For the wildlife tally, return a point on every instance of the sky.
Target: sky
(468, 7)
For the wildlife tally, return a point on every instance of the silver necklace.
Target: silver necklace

How to complete this task: A word-for-word restatement of the records above from the line containing "Target: sky" to their final line is all the answer should hold.

Output for this exercise:
Target: sky
(468, 7)
For the wildlife tally, return a point on every instance of the silver necklace.
Target: silver necklace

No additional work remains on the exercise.